▶ **Exercise prompt**:
Among the lines below, list those containing the string "metal".

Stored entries
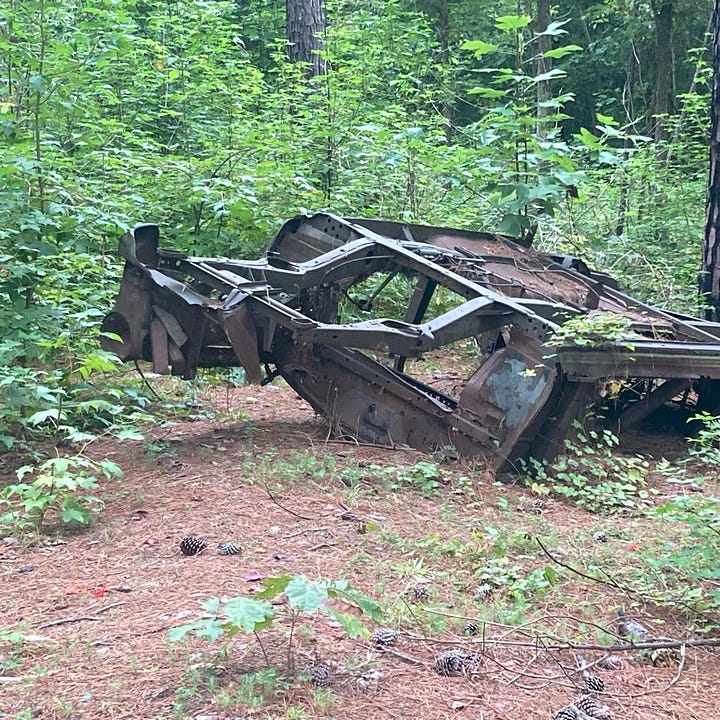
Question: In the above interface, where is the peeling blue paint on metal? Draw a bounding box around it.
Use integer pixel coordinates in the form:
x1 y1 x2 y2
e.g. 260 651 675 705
487 356 547 428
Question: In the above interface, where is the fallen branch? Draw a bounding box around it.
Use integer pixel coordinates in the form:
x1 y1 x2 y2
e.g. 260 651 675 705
37 601 126 630
537 537 702 615
536 538 628 591
281 525 330 539
263 483 314 520
309 541 338 551
374 646 426 666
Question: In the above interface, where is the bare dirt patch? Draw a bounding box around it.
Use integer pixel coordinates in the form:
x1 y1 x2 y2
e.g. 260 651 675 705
1 381 719 720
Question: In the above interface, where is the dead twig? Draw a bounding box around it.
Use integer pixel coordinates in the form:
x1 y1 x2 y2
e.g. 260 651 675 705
536 538 628 592
308 541 338 551
281 526 330 539
37 601 126 630
374 646 427 666
263 483 314 520
537 538 701 616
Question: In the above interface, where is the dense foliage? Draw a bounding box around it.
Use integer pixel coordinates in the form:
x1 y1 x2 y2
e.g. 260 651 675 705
0 0 715 530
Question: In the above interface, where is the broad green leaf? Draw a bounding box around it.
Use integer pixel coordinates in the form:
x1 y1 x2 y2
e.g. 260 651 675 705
254 574 292 600
405 127 424 139
467 87 507 99
575 127 601 149
59 507 91 524
223 596 274 633
461 40 498 58
596 113 618 125
495 15 531 31
29 74 44 93
324 608 368 639
598 150 622 165
543 45 582 59
114 428 144 441
201 597 221 615
26 409 63 426
538 20 570 36
543 566 557 585
285 575 329 613
531 68 567 84
329 584 382 621
168 618 224 643
15 465 34 481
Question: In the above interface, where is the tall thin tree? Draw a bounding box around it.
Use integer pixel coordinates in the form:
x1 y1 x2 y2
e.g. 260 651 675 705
702 0 720 320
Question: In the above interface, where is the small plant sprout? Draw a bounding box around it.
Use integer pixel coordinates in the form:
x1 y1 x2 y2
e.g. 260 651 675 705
168 575 381 676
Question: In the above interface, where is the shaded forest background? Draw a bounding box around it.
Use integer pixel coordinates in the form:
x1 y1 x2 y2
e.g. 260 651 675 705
0 0 715 455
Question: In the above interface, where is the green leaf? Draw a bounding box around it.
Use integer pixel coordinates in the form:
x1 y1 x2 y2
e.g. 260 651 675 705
29 74 45 93
328 583 382 621
495 15 531 31
531 68 567 84
201 597 221 615
26 409 63 426
59 506 91 524
115 428 144 441
254 574 292 600
467 87 507 99
168 618 225 643
598 150 622 165
324 608 368 639
222 596 274 633
596 113 618 126
285 575 329 613
543 566 557 585
461 40 498 58
538 20 570 36
543 45 582 59
575 127 601 149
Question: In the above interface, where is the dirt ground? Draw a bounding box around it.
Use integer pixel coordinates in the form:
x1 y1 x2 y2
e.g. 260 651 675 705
1 380 719 720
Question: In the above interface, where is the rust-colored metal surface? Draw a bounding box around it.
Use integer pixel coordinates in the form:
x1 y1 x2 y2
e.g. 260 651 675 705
101 213 720 469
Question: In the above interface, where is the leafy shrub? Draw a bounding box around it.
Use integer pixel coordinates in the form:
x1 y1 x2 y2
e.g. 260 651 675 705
1 455 122 534
524 425 651 512
687 412 720 466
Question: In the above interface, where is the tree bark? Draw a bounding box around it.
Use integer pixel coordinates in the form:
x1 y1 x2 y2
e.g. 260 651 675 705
533 0 553 135
286 0 326 77
701 0 720 320
651 0 674 144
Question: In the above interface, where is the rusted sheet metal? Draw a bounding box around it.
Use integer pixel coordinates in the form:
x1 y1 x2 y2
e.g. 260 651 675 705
102 213 720 468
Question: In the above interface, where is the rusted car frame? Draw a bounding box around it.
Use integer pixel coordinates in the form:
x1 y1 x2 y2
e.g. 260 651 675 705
101 213 720 469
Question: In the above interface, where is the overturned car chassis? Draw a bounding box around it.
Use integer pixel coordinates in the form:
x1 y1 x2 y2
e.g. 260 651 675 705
102 213 720 469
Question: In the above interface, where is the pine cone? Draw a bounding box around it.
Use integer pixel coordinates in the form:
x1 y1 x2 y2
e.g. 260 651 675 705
309 663 331 687
582 673 605 694
179 536 206 556
649 644 681 667
408 585 429 603
596 655 623 670
473 583 494 601
462 622 479 636
554 707 579 720
372 628 398 647
216 540 242 556
433 648 481 677
616 610 649 642
573 693 612 719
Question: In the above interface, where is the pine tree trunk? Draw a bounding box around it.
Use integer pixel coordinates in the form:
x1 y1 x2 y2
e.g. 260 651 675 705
701 0 720 320
652 0 674 144
286 0 326 77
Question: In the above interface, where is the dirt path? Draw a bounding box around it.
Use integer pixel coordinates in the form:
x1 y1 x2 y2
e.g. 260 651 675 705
1 382 718 719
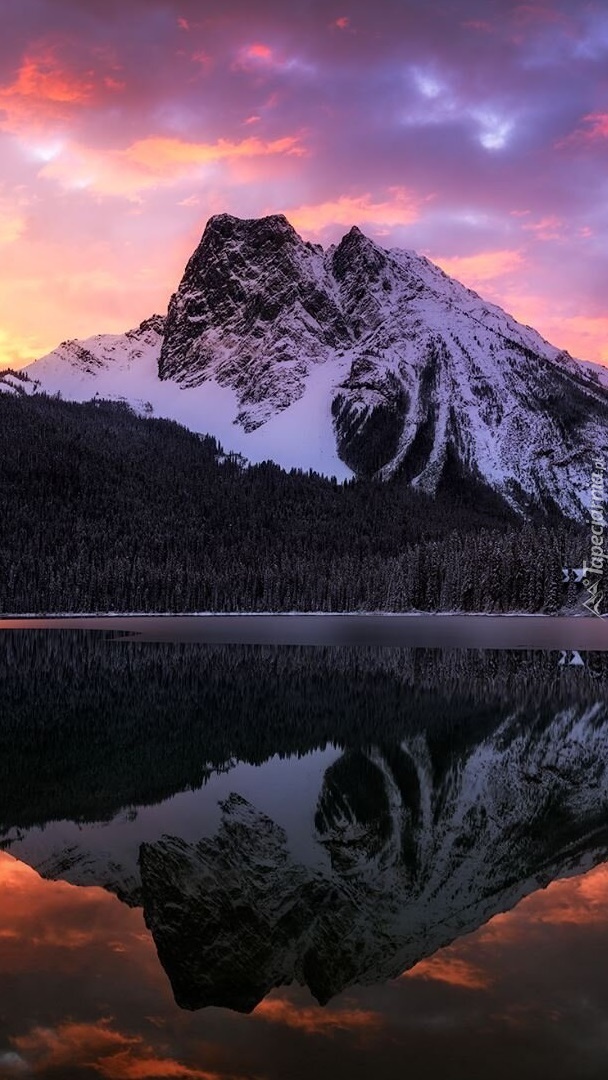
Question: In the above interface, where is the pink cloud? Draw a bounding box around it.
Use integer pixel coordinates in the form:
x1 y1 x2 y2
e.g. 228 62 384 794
485 289 608 364
35 132 306 199
245 43 273 60
234 43 276 71
577 112 608 140
430 249 524 286
557 113 608 147
1 48 94 104
191 51 213 72
124 133 305 172
522 215 563 240
283 187 423 234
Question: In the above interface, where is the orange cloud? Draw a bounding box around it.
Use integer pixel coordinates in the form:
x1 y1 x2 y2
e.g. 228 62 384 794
431 248 524 286
253 996 382 1035
402 955 492 990
398 867 608 998
124 134 305 173
0 854 37 888
1 49 94 105
332 17 351 29
520 863 608 925
96 1052 225 1079
284 187 422 233
12 1020 224 1079
0 46 121 134
13 1020 141 1073
468 866 608 954
0 851 156 976
35 132 305 199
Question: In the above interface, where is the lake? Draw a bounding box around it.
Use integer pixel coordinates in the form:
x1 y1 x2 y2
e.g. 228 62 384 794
1 619 608 1079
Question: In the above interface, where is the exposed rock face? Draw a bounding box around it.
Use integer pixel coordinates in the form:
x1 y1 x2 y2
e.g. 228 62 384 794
26 213 608 515
159 214 351 431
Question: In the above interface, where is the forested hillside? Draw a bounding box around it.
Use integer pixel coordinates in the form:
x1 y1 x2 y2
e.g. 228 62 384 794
0 393 582 613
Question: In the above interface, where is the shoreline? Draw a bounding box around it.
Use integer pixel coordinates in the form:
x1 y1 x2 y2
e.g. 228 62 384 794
0 610 583 620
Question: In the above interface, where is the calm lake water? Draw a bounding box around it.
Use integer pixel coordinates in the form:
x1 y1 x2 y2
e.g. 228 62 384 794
1 620 608 1079
3 613 608 647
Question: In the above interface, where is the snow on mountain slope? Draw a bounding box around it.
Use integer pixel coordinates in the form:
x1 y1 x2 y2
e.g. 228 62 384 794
25 213 608 517
27 310 353 481
0 369 38 396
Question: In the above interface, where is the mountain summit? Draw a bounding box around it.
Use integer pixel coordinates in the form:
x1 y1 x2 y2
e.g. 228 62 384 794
25 213 608 519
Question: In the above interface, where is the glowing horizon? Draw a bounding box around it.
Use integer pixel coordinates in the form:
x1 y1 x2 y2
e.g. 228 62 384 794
1 0 606 369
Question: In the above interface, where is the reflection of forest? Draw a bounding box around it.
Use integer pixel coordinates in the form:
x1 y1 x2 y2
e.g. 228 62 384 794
1 630 607 829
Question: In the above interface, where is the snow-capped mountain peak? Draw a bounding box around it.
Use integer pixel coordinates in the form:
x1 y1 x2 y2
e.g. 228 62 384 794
23 213 608 519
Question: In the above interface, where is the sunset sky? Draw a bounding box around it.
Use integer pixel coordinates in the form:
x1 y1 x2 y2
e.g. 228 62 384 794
1 0 607 369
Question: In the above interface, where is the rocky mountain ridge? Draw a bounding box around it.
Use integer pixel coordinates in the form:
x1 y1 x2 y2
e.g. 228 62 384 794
23 213 608 518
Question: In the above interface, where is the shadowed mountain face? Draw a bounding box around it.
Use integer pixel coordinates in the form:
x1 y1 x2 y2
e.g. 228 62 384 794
3 633 608 1014
26 214 608 518
159 214 608 517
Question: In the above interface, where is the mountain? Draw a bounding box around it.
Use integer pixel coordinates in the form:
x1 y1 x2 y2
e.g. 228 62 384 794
24 214 608 521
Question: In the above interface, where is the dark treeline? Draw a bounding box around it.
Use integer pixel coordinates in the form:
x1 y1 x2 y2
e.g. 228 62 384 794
0 395 583 617
0 631 606 830
0 393 584 613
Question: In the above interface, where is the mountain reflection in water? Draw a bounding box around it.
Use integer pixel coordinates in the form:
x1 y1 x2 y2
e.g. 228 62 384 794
1 631 608 1079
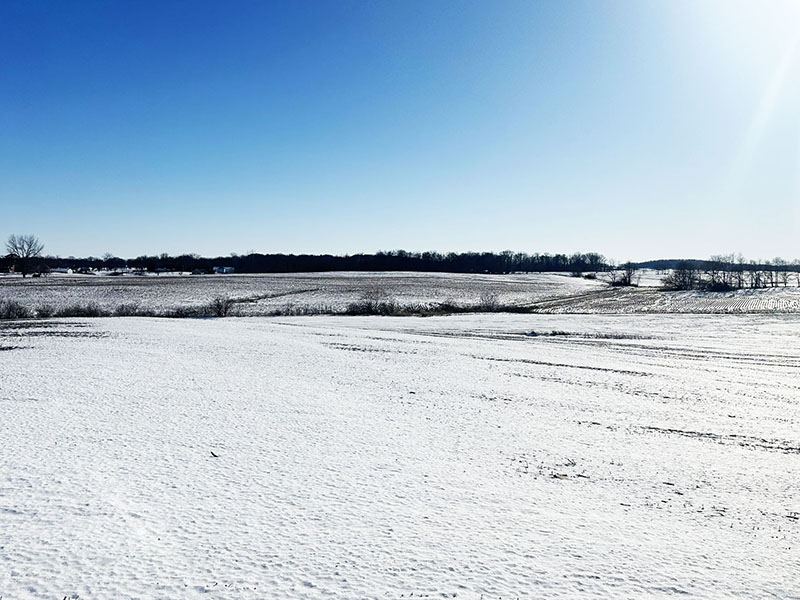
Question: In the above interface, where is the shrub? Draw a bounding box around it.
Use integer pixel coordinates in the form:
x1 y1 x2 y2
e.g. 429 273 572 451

▶ **Task result**:
Question: In the above interface, where is the peeling blue paint on metal? Draw a bounding box around it.
Question: In the above interface, where is the rust-colored metal surface? Draw a bounding box around it.
Question: In the above interface, where is the rusted sheet metal? Draw a bounding box around it.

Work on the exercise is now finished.